Semantic Regexes: Auto-Interpreting LLM Features with a Structured Language

International Conference on Learning Representations, 2026 DOI

Abstract

Automated interpretability aims to translate large language model (LLM) features into human understandable descriptions. However, natural language feature descriptions can be vague, inconsistent, and require manual relabeling. In response, we introduce semantic regexes, structured language descriptions of LLM features. By combining primitives that capture linguistic and semantic patterns with modifiers for contextualization, composition, and quantification, semantic regexes produce precise and expressive feature descriptions. Across quantitative benchmarks and qualitative analyses, semantic regexes match the accuracy of natural language while yielding more concise and consistent feature descriptions. Their inherent structure affords new types of analyses, including quantifying feature complexity across layers, scaling automated interpretability from insights into individual features to model-wide patterns. Finally, in user studies, we find that semantic regexes help people build accurate mental models of LLM features.

Bibtex

@inproceedings{2026-semantic-regexes,
  title = {{Semantic Regexes: Auto-Interpreting LLM Features with a Structured Language}},
  author = {Angie Boggust AND Donghao Ren AND Yannick Assogba AND Dominik Moritz AND Arvind Satyanarayan AND Fred Hohman},
  booktitle = {International Conference on Learning Representations},
  year = {2026},
  doi = {10.48550/arXiv.2510.06378},
  url = {https://vis.csail.mit.edu/pubs/semantic-regexes}
}
Semantic Regexes: Auto-Interpreting LLM Features with a Structured Language

Semantic regexes are often more concise (top), more consistently describe equivalent features (middle), and better reflect feature complexity (bottom) than natural language descriptions.

Data shown -

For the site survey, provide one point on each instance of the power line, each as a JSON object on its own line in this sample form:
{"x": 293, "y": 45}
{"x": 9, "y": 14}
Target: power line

Task list -
1. On the semantic regexes page, what do semantic regexes combine their primitives with?
2. Can you reproduce, word for word, the stretch of the semantic regexes page that begins with "Semantic regexes are" and ends with "natural language descriptions."?
You won't need the material.

Exercise results -
1. Modifiers for contextualization, composition, and quantification.

2.
Semantic regexes are often more concise (top), more consistently describe equivalent features (middle), and better reflect feature complexity (bottom) than natural language descriptions.